━━━ Material shown
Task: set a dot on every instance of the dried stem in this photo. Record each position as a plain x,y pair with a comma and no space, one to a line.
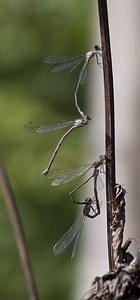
109,123
19,234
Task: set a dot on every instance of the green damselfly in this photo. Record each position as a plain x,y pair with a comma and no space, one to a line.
66,61
75,230
43,127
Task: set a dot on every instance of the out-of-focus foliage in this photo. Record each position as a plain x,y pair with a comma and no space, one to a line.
29,31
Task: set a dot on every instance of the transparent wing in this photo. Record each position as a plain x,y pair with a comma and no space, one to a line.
66,65
65,175
68,237
44,126
79,61
84,77
58,59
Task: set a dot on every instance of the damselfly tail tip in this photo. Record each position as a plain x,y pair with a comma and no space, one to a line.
44,173
72,257
54,252
55,182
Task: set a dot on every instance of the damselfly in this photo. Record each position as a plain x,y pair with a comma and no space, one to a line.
76,228
62,176
66,61
42,127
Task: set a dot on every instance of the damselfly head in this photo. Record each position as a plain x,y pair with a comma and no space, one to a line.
97,48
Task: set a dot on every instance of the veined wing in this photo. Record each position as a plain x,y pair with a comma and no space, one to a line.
44,126
65,175
68,237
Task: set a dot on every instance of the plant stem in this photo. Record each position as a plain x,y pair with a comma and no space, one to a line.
19,234
109,123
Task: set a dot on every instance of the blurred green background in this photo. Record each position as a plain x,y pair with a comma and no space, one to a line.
29,31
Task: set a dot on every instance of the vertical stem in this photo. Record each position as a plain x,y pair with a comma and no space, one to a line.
109,122
19,234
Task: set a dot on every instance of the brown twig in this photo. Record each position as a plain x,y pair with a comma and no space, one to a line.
19,234
109,123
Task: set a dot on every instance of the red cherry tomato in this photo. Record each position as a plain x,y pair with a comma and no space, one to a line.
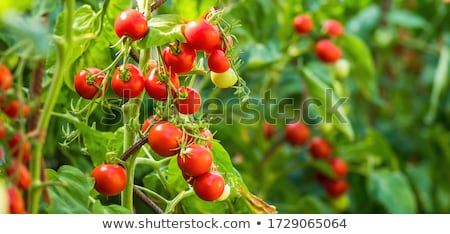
209,186
127,82
19,174
296,133
327,51
201,35
180,61
156,87
195,160
218,61
131,23
164,138
303,24
333,28
189,101
20,147
6,79
336,188
320,148
86,82
16,202
110,179
149,121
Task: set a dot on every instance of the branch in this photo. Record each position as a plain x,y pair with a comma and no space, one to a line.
133,148
157,4
141,195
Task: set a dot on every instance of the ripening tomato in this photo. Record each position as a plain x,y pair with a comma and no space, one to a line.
12,110
189,100
179,59
225,79
209,186
327,52
195,160
269,130
339,167
110,179
164,138
296,133
127,82
303,24
320,148
336,188
149,121
6,79
218,61
131,23
19,174
201,35
87,81
156,86
333,28
20,147
16,202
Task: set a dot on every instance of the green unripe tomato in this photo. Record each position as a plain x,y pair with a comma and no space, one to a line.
341,69
224,79
341,203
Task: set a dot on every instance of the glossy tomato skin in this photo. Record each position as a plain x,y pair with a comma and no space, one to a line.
110,179
296,133
20,147
19,174
6,79
333,28
131,23
195,160
201,35
149,121
339,166
209,186
303,24
336,188
327,52
320,148
180,61
16,202
190,103
225,79
156,88
218,61
86,89
127,82
164,139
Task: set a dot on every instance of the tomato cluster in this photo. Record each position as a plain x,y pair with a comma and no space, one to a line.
298,134
16,151
173,130
324,49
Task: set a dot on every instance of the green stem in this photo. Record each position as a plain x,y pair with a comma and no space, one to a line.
50,102
130,114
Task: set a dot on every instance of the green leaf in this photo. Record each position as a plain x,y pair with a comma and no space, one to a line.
98,208
406,19
363,67
392,190
163,29
72,196
328,104
440,83
193,9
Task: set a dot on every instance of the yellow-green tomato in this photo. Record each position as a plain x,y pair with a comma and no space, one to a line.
224,79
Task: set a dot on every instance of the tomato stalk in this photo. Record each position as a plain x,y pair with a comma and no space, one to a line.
62,45
131,114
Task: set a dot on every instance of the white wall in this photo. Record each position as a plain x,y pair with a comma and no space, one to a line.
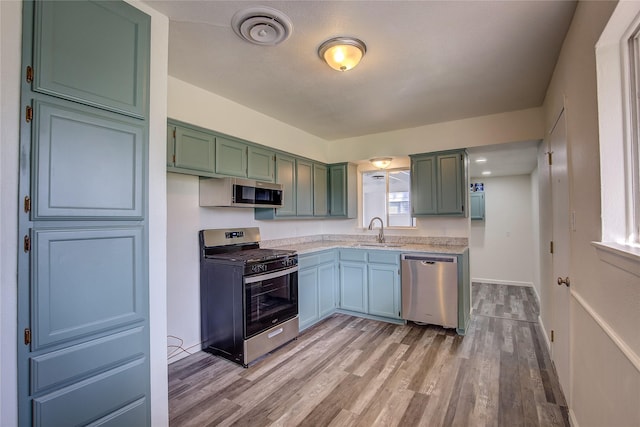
604,307
10,60
157,213
10,44
501,248
523,125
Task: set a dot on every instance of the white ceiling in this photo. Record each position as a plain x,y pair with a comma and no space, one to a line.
426,61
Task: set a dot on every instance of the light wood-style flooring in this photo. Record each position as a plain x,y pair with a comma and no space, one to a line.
349,371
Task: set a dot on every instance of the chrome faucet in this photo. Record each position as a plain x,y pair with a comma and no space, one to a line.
381,233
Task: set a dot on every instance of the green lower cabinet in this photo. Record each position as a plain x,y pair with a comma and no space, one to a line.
326,289
308,297
316,287
384,290
353,286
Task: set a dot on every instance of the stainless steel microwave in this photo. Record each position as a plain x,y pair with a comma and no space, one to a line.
240,192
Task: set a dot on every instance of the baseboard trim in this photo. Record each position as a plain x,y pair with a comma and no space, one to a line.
573,422
182,352
609,331
545,335
502,282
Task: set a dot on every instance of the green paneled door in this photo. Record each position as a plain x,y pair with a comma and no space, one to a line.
384,290
326,288
320,194
353,286
95,53
83,292
231,158
194,150
423,186
286,175
450,184
304,188
260,163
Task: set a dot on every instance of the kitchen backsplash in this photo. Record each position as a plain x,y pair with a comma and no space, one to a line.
419,240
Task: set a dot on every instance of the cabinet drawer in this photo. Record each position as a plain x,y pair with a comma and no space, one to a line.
353,255
307,261
383,257
327,256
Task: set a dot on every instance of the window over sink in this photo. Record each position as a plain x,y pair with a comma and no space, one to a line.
386,194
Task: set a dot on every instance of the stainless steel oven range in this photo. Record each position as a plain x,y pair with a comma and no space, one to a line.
248,295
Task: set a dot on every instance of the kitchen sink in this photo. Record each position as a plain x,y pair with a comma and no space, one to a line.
377,245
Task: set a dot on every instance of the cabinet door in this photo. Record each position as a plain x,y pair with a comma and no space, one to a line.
260,164
95,53
450,184
423,186
286,175
231,157
171,144
194,150
353,286
338,190
308,296
304,188
88,163
384,290
326,289
320,207
477,206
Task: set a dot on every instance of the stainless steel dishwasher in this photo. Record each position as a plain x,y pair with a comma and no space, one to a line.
430,289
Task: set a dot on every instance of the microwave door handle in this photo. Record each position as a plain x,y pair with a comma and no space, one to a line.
261,277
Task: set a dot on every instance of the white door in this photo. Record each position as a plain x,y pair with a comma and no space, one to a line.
560,295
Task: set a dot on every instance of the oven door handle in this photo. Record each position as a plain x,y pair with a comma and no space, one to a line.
261,277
━━━━━━
- **Your instructions**: An exact copy of the entries, without any pictures, is what the answer should be.

- **Answer to this task**:
Task: set a dot on every instance of the dried stem in this photo. Record each position as a plain x,y pair with a comma and no space, one to a line.
109,123
19,234
Task: set a dot on every instance of the green damselfly in this photo. Record each position as a plain x,y pair with a comma and no space, one to a line.
66,61
75,230
43,127
Task: set a dot on every instance of the out-of-focus foliage in this photo. Record each position as a plain x,y pair with a comma and no space, one to a line.
29,31
Task: set a dot on every instance of the transparent wing in this photo. Record each position as a plain x,y pair with a comma and no space, one to a line.
66,65
65,175
68,237
44,126
79,61
84,77
58,59
Task: set a dot on every instance of the damselfly tail tip in this photo. Record each position as a plain x,y pair with a comma and no space, one to a line.
44,173
72,257
54,252
55,182
Task: set a dot on every instance of the damselfly in this photo. Record each position as a plain x,y pair with a comma and no space, one to a line.
76,228
62,176
66,61
42,127
Task: set a dot on every instance of the damselfly head in this photo. Record each position as a plain x,y pair with a comma and no space, one to a line.
97,48
Task: set a dot on every instance of the veined wing in this photo. Record each position as a plain x,y pair with a comma and no space, one to a line.
44,126
65,175
68,237
Task: set a dot on every instance of the plant stem in this photo. Record each position as a plain x,y pair with a comma and no space, one to a line.
19,234
109,123
Task: set a dot on every instance of the blurred green background in this photo. Record each position as a plain x,y pair with a comma and no space, one to a line.
29,31
Task: set a dot on every instance of the vertical stem in this photo. Record each position as a plain x,y pair with a comma and no space, one to a line.
109,122
19,234
Task: set a dot on every instance of the brown twig in this photo. Record each position as a plain x,y pair with a comma and no space, one to a line.
19,234
109,123
Task: set a dot on every instance of the red cherry tomato in this photo. Record each position as a plain x,y pair with a comma and no space, one to a line.
209,186
127,82
19,174
296,133
327,51
201,35
180,61
156,87
195,160
218,61
131,23
164,138
303,24
333,28
189,101
20,147
6,79
336,188
320,148
86,82
16,202
110,179
149,121
Task: set a dot on every instance of the branch in this photo. Record each position as a plain x,y pair with a comma and no space, one to a line.
133,148
157,4
141,195
Task: set a dot on every instance of the ripening tomato in this photo. Record each position as a plain x,y pair with a comma and no space, one to a line.
12,110
189,100
179,59
225,79
209,186
327,52
195,160
269,130
339,167
110,179
164,138
296,133
127,82
303,24
320,148
336,188
149,121
6,79
218,61
131,23
19,174
201,35
87,81
156,86
333,28
20,147
16,202
Task: set a dot on every instance of the green unripe tomato in this photo. Record each position as a plain x,y pair with a comma and no space, one to a line.
341,69
224,79
341,203
Task: set a dot on every instance of the glossy tomato skin in this photo. Record each position as a plain x,y pair with a comma and no space, one to a line.
110,179
296,133
20,147
19,174
6,79
333,28
131,23
195,160
201,35
149,121
339,166
209,186
303,24
336,188
327,52
320,148
180,61
16,202
190,103
225,79
156,88
218,61
86,89
127,82
164,139
Task: set a dot on every instance of the tomato cluster in this photo. Record each position as a plain x,y pair with a comma and no space, one to a line.
298,134
16,151
173,130
324,49
Task: set a dot on every instance of the green stem in this photo. Record each position as a plain x,y pair with a comma and no space, one to a line.
50,102
130,114
Task: set a dot on every instance of the green leaf in this photo. Record each position as a plain x,y pair with a comma and no space, one to a line.
98,208
406,19
363,67
392,190
163,29
72,196
328,104
440,83
193,9
Task: set a dot on every instance of the yellow-green tomato in this photo. Record each position as a plain x,y pair with a comma and no space, one to a line.
224,79
Task: set a dot on every instance of the tomato stalk in this photo. Record each position as a plain x,y pair with a comma and no space, one to a line.
62,45
131,114
Task: set a dot on every instance of the white wall in this photo. Record each position as a plain x,y pair with a comma and no space, one to a line.
604,307
10,60
157,213
10,44
501,248
523,125
Task: set a dot on every instance of the white ceiling in this photo. Record each position as a plain x,y pair with a comma and no space, one to a line.
426,61
Task: set a dot on every instance of the light wood-style flooring in this photo. Record each position as a plain x,y pair with a comma and no space, one to a line.
349,371
Task: set a dot on every instance of the chrome faucet in this photo. Record each position as a plain x,y pair with a comma and no space, one to a line.
381,233
Task: set a dot on every instance of the green lower cabinet in this photo. Record each position as a plain x,y pair with a comma and no space, one to a line.
326,289
308,297
316,287
384,290
353,286
Task: set a dot on every instance of the stainless steel microwave in this photo. Record each position as a plain x,y pair with a comma and no space, one to a line.
240,192
Task: set a dot on every instance of the baseboard trim in this photo. Record each position as a plain x,y pair with a comma and no space, one to a line.
573,422
182,352
609,331
545,335
502,282
Task: set a dot on every instance of the green paneled door in this photo. Record each position as a plain x,y pair with a comma and no space, one to a line.
384,290
326,288
320,194
353,286
95,53
83,292
231,158
194,150
423,186
286,175
450,184
304,188
260,163
Task: set a dot on every instance of the kitchen backsplash in this photo. Record each position as a plain x,y pair with a comma and no space, one to a line.
419,240
Task: set a dot on every instance of the cabinet drawer in this photo. Record each position as a plain x,y pair with a comma and no space, one to a line.
353,255
307,261
383,257
327,256
Task: set a dot on every instance of the window over sink in this photo. Record each position as a plain x,y pair with a comma and no space, one to a line.
386,194
Task: set a dot on every instance of the stainless steel oven range in this photo. Record each position as a plain x,y pair with a comma and no space, one to a line.
248,295
Task: set a dot on every instance of the kitchen sink in this photo. Record each position as a plain x,y pair with a comma and no space, one to a line.
377,245
Task: set a dot on every instance of the cabinet door in this photo. Record each position as a plain x,y pair with a comma and no space, one to a line.
260,164
95,53
450,184
423,186
286,175
231,157
171,144
194,150
353,286
338,190
308,296
304,188
88,163
384,290
326,289
320,207
477,206
Task: set a dot on every instance of the stainless steel dishwasher in this photo. Record each position as a plain x,y pair with a comma and no space, one to a line.
430,289
Task: set a dot on every instance of the microwave door handle in this photo. Record each position as a plain x,y pair with a comma and no space, one to a line.
261,277
Task: set a dot on every instance of the white door in this photo. Record each position as a plain x,y pair with a comma and no space, one to a line.
560,295
Task: set a dot on every instance of the oven door handle in this photo. Record each position as a plain x,y pair with a comma and no space, one to a line.
261,277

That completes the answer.